Liste issue d'une source de données
"""

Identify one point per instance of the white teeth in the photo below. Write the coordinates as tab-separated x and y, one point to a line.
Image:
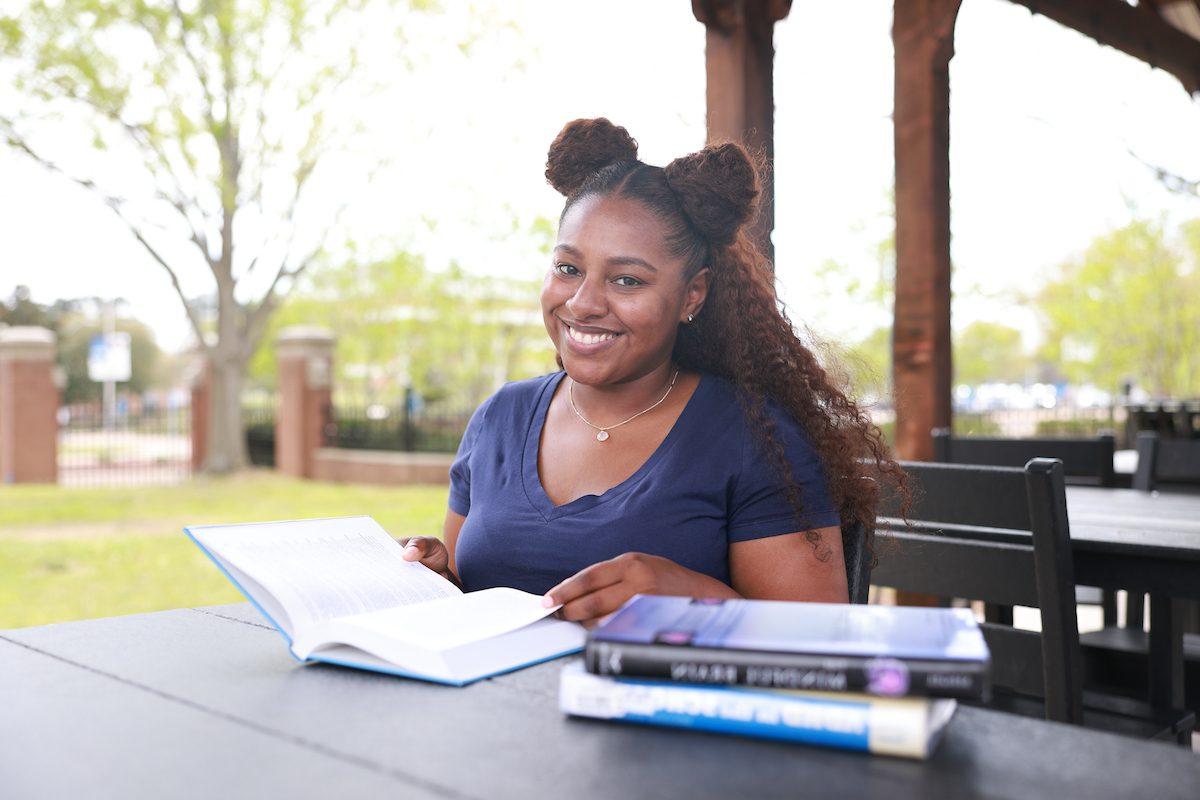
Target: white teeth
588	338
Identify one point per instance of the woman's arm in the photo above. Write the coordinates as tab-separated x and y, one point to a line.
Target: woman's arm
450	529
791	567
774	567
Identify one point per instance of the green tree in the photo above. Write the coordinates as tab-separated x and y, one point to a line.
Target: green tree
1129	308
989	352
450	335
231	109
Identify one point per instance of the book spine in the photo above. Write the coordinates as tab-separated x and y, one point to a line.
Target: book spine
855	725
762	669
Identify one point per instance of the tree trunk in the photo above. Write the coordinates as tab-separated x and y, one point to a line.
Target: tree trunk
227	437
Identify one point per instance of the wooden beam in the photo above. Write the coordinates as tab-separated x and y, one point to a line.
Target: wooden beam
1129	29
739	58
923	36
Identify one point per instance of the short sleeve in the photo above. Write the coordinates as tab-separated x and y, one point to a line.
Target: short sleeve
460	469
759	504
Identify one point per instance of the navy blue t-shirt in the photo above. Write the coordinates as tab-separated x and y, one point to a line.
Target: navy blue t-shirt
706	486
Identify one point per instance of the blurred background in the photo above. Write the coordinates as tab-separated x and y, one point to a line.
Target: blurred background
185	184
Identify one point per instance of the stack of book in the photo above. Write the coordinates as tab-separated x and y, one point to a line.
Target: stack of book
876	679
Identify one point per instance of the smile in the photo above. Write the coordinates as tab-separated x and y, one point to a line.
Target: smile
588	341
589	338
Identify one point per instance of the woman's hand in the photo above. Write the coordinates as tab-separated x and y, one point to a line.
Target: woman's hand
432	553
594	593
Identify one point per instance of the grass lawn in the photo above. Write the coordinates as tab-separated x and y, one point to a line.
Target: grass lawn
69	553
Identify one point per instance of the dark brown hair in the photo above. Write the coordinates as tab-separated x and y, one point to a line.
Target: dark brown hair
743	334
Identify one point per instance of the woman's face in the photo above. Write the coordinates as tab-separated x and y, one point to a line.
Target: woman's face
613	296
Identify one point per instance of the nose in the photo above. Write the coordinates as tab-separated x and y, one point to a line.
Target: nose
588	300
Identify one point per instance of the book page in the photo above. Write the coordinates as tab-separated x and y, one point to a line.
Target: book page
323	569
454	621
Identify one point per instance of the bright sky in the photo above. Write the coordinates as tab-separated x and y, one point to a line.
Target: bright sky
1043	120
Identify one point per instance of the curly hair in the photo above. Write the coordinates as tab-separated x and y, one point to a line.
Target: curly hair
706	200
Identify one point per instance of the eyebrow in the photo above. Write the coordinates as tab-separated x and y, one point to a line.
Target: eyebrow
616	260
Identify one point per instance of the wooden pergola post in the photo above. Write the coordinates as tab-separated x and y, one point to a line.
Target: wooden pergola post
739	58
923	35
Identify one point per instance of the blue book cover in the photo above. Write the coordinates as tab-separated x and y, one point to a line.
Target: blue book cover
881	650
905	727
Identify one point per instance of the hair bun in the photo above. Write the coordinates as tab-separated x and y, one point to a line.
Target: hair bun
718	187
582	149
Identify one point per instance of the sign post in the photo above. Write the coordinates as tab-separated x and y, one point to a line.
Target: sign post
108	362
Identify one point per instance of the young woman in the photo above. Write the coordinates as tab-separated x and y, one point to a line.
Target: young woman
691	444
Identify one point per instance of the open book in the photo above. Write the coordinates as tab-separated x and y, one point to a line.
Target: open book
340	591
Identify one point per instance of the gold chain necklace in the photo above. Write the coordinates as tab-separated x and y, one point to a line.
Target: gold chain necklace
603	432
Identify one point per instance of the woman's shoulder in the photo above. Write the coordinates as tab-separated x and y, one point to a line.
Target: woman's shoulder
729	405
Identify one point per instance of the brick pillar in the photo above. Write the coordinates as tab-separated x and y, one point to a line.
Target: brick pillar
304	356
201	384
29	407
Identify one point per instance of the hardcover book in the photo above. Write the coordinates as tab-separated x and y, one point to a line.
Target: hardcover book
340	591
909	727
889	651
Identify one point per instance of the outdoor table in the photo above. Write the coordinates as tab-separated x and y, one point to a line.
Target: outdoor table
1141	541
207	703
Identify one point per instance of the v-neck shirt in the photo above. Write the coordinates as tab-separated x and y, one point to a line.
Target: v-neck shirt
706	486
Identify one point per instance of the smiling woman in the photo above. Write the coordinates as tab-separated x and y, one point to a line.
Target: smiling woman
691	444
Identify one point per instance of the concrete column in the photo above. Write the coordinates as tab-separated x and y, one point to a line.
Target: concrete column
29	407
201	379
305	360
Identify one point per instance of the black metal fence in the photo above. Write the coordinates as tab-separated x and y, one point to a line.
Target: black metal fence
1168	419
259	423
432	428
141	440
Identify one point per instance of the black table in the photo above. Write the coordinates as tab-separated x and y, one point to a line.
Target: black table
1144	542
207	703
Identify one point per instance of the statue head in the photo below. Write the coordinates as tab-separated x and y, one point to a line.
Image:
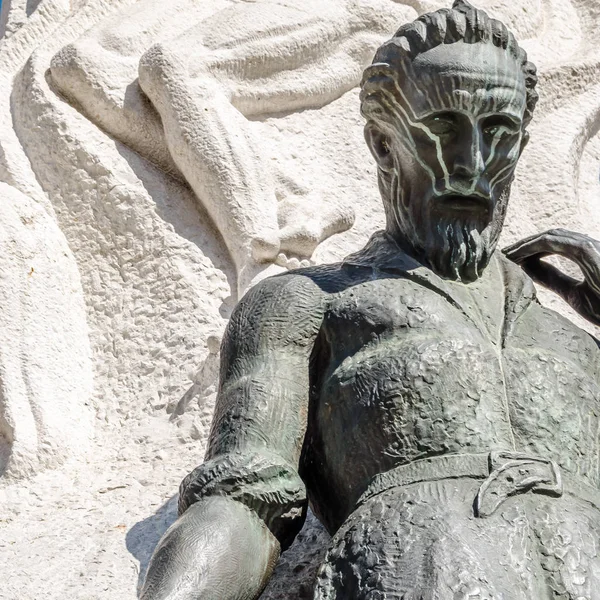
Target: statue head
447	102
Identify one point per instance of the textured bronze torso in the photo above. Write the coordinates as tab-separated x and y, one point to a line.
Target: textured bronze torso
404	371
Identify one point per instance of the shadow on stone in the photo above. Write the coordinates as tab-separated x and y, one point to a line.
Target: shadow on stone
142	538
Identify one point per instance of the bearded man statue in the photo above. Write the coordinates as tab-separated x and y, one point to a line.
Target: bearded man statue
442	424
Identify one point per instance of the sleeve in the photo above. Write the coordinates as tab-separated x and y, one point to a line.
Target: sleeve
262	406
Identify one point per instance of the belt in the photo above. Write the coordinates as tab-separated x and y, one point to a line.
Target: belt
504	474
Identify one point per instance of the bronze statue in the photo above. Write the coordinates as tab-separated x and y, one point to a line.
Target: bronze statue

"""
"""

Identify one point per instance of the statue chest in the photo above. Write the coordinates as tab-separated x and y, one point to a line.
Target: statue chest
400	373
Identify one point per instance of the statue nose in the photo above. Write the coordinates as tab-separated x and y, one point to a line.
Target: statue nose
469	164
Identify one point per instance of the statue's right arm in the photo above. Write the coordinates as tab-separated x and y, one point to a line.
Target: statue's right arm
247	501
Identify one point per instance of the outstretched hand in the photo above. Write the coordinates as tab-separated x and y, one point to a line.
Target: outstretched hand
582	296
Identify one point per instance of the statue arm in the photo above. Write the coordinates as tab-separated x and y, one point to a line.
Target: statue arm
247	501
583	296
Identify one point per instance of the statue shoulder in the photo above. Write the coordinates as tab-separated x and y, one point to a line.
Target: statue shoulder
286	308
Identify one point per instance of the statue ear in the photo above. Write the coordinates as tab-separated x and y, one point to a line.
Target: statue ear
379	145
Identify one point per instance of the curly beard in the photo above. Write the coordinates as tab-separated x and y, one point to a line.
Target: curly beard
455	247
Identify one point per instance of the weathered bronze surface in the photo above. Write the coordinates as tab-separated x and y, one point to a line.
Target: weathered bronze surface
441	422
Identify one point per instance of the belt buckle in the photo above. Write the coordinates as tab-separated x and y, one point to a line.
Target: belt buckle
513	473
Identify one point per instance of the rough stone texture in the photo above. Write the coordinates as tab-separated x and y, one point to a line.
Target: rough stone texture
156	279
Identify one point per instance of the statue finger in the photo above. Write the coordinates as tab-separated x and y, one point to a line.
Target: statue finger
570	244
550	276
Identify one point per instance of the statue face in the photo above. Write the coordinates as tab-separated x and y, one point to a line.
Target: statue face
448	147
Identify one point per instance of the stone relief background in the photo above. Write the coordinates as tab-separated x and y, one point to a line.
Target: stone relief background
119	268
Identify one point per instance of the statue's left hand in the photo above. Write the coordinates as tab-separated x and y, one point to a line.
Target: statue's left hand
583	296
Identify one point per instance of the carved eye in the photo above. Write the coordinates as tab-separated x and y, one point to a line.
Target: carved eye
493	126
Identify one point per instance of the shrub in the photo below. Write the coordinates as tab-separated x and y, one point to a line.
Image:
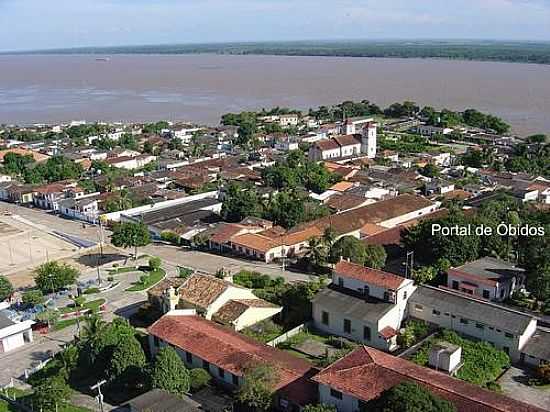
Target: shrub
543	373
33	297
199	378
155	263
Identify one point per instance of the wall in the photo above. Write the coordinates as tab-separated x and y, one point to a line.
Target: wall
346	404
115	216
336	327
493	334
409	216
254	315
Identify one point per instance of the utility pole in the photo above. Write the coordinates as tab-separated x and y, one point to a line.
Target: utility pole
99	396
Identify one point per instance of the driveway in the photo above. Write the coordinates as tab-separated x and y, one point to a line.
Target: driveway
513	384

"""

**Travail demandé**
Veuillez relever toutes les lignes de la liste ci-dessus qui contiennent le mot « hair », en les recopiant sans rien y changer.

**Résultat attendu**
Identify one point per instance of the dark brown hair in the photo above. Write the coordinates as tab-separated x and y, one point to a line.
Target: dark brown hair
Identify one point per instance of the curly hair in the photo above. Write the coordinates as tab-separated x and y, one point to a line.
Target: curly hair
Identify one point per instance of the hair bun in the photo above. Write the coordinates as tab-separated x and y, one point to a line.
Target: hair bun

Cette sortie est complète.